Goal of the exercise: Copy every line in the listing that contains "below".

Input for this task:
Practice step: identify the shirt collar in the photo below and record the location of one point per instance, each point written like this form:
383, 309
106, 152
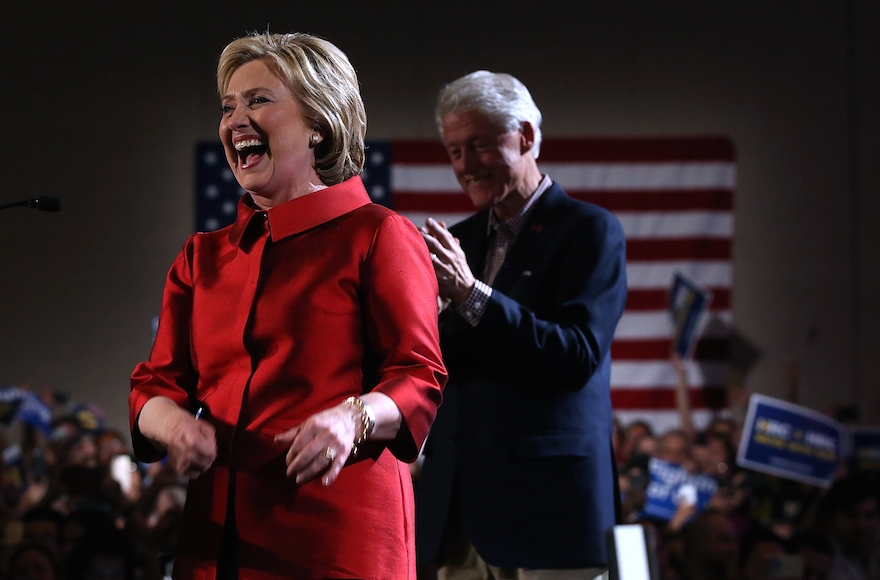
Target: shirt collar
303, 213
516, 222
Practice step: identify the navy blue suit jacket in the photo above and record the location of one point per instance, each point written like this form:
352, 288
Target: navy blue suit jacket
525, 425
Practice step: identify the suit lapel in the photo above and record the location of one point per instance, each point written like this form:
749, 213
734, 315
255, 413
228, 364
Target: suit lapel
530, 243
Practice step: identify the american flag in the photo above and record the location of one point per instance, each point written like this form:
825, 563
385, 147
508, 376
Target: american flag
674, 197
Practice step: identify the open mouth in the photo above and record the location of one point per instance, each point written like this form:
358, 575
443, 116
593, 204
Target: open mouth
250, 151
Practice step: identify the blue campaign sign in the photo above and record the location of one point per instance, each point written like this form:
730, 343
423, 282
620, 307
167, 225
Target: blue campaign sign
864, 449
687, 303
671, 484
787, 440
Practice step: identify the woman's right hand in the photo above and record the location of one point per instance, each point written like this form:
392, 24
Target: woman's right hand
191, 444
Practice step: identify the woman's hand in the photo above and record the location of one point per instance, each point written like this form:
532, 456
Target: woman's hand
191, 444
454, 276
321, 444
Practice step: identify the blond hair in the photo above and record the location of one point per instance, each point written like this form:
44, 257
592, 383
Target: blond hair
322, 81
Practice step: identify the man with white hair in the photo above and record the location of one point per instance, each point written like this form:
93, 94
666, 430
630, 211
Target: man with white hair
518, 478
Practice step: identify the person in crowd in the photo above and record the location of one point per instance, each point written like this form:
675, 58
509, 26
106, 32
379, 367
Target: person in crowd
102, 555
850, 510
710, 548
815, 551
34, 561
43, 525
763, 556
519, 474
296, 342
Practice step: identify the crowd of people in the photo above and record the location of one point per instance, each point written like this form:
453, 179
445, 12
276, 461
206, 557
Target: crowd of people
70, 511
77, 505
754, 526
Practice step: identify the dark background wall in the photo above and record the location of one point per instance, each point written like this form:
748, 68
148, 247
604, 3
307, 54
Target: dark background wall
101, 103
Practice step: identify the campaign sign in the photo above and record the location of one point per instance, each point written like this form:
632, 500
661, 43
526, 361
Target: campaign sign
864, 449
790, 441
672, 484
687, 303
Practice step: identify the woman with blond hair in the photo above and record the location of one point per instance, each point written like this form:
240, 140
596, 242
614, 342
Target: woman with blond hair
297, 359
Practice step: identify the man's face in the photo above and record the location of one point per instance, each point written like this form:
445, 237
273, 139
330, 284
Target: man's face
488, 160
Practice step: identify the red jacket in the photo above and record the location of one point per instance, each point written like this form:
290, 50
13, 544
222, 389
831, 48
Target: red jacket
283, 314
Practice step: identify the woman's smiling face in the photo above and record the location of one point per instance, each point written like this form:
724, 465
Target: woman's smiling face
266, 137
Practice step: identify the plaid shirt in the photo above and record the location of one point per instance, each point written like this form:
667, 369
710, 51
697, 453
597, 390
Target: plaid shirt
501, 238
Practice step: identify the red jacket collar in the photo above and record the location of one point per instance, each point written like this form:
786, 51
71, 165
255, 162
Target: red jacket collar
303, 213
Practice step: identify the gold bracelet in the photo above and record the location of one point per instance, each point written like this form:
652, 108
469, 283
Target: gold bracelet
368, 421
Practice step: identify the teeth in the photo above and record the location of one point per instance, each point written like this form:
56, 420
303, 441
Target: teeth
248, 143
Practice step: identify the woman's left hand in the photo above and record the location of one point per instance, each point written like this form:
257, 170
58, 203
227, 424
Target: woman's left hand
321, 444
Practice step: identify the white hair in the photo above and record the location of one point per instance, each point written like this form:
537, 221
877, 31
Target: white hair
501, 97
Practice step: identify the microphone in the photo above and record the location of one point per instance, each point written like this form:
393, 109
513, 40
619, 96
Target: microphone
42, 203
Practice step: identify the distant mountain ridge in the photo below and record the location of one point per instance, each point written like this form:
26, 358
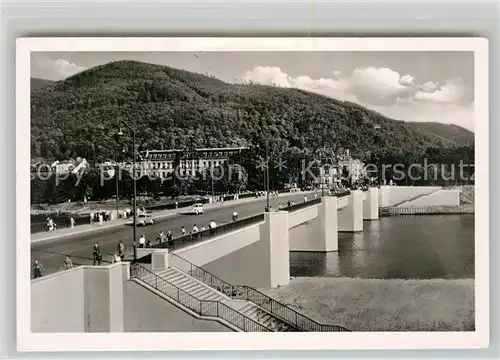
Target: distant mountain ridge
174, 108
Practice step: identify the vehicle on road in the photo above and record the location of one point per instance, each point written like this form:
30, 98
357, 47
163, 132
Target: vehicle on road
144, 219
197, 209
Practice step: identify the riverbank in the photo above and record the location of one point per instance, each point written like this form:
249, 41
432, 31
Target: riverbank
383, 305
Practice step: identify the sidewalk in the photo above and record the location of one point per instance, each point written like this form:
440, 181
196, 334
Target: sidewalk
82, 229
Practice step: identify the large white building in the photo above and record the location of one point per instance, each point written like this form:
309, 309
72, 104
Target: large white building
161, 163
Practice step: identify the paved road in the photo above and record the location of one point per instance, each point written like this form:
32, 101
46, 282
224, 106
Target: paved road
79, 247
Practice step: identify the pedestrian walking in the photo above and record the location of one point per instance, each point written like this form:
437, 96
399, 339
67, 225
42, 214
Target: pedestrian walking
97, 255
37, 269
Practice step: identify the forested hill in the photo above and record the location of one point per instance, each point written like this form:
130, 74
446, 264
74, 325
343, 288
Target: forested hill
172, 108
454, 133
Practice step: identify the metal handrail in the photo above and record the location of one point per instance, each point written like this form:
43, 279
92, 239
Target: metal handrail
279, 310
201, 307
305, 204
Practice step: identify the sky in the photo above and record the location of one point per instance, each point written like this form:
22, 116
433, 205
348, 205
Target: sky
411, 86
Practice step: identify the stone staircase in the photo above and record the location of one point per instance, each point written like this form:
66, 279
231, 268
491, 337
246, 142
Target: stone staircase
199, 290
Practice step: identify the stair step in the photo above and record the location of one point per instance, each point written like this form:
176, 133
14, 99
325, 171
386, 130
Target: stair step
174, 276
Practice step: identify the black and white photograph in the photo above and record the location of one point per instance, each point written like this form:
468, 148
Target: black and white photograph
224, 185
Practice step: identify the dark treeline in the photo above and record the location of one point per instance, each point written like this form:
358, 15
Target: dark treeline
246, 174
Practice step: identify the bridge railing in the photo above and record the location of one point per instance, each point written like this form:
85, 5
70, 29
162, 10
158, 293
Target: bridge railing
244, 292
194, 238
201, 307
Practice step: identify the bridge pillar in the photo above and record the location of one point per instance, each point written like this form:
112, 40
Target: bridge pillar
370, 205
326, 239
350, 218
159, 259
384, 196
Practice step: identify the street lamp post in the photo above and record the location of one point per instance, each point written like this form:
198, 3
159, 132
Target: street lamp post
134, 181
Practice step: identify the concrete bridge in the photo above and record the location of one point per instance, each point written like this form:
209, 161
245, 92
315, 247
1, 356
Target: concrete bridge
259, 246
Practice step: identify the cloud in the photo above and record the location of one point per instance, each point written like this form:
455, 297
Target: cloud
385, 91
54, 69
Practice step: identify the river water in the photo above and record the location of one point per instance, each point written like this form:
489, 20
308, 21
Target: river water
419, 247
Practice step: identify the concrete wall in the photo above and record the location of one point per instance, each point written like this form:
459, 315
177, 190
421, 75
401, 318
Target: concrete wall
439, 198
393, 195
370, 204
57, 302
84, 299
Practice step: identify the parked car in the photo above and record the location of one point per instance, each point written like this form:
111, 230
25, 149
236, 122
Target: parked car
197, 209
144, 219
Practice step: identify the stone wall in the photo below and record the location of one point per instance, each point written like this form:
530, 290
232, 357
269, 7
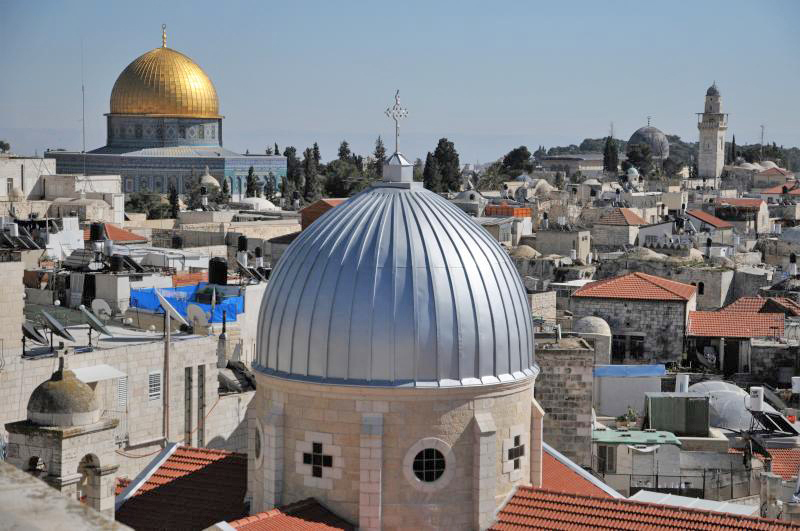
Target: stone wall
661, 323
371, 435
564, 390
141, 427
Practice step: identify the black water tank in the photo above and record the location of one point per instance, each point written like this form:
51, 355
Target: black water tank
117, 263
218, 271
96, 232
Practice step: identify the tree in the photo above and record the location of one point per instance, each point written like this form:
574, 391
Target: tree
294, 172
311, 191
380, 157
317, 156
418, 169
342, 178
174, 206
269, 187
517, 161
344, 151
251, 184
447, 162
431, 176
610, 156
640, 157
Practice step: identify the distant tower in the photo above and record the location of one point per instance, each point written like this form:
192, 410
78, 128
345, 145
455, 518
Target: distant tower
712, 124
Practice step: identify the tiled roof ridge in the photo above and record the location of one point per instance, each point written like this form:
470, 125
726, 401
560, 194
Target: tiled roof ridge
674, 512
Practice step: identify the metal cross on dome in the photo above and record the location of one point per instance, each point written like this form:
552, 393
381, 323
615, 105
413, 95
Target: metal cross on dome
396, 113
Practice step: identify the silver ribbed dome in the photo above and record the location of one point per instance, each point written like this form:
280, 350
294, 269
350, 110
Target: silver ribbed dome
396, 287
653, 137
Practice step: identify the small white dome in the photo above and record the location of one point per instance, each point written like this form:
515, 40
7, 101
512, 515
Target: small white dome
591, 325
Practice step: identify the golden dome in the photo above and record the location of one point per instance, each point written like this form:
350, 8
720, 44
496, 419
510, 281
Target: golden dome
164, 82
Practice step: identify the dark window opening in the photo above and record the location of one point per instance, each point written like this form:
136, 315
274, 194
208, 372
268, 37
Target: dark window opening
317, 459
429, 465
517, 452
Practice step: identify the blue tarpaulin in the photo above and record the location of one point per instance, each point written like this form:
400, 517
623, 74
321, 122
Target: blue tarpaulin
629, 371
182, 297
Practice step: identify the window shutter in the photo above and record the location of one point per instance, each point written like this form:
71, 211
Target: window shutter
122, 393
154, 385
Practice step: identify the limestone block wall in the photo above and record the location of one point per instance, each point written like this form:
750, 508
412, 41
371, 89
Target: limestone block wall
369, 436
141, 418
662, 323
564, 390
11, 317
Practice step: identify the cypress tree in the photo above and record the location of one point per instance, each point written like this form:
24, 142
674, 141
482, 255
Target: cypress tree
431, 176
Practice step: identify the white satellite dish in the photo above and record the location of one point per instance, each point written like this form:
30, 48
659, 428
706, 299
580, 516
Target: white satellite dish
170, 309
101, 309
197, 315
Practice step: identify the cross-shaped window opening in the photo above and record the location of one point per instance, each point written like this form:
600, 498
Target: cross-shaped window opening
317, 460
516, 452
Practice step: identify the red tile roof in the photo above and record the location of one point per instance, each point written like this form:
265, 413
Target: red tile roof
621, 216
785, 461
758, 304
557, 476
709, 219
532, 508
637, 286
193, 489
735, 324
117, 234
743, 202
791, 187
307, 514
776, 171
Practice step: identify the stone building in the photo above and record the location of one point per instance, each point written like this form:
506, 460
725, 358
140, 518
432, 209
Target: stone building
164, 128
565, 392
395, 367
617, 228
565, 240
648, 315
712, 124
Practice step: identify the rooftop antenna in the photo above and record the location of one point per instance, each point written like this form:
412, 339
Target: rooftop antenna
396, 113
83, 110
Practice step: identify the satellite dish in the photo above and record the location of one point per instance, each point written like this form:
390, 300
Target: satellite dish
29, 331
101, 309
56, 327
197, 315
170, 310
93, 322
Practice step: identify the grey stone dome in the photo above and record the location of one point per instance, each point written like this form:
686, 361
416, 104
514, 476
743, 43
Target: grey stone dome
63, 400
653, 137
396, 287
591, 325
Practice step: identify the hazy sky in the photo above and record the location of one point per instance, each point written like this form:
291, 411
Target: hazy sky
488, 75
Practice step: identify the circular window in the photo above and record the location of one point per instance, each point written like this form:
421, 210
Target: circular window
429, 465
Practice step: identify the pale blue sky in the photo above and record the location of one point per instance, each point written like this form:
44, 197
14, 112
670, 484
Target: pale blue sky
488, 75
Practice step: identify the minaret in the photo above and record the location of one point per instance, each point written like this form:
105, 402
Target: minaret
712, 124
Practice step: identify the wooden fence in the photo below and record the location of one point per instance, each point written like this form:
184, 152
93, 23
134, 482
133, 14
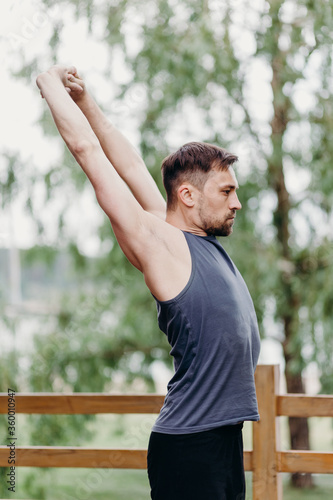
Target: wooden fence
266, 460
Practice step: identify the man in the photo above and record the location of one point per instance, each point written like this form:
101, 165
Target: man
195, 450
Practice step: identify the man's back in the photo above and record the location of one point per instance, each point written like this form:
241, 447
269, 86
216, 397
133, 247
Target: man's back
212, 328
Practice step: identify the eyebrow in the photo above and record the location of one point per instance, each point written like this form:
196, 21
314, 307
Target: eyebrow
230, 186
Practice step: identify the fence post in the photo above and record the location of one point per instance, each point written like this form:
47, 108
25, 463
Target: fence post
267, 483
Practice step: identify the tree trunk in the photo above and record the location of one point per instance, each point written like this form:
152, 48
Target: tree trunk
289, 305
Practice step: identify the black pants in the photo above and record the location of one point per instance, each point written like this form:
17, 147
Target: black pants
202, 466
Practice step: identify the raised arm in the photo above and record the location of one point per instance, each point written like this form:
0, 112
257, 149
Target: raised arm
152, 245
129, 221
121, 153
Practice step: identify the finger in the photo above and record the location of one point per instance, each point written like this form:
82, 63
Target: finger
72, 70
75, 79
75, 87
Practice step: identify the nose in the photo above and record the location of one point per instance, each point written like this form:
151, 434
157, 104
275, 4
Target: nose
235, 204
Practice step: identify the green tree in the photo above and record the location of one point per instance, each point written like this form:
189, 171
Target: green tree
195, 68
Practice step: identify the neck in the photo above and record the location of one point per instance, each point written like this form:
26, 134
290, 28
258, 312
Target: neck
177, 219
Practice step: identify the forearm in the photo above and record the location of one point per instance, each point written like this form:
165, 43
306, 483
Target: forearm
70, 121
123, 156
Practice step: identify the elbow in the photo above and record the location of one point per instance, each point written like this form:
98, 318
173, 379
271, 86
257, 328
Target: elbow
83, 147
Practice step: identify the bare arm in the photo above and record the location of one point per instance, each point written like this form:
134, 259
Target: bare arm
153, 246
123, 156
129, 221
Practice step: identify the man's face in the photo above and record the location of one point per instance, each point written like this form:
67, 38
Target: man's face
218, 203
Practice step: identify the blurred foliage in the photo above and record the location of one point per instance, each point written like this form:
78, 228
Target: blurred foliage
193, 66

Response to the exercise:
Practice step: identify the shirt collar in the photo below and record the location of one point per instance, each point written like this form:
Practice step: identify the distant mountain ridge in the photo below and record the location of one point per instance, each point written like this form:
Practice step: identify the stone wall in the photo below and record the location of one point per instance, each point written like this form:
Practice step: identify the wooden fence in the photo below and record the location of one point per instance, each point written like this form:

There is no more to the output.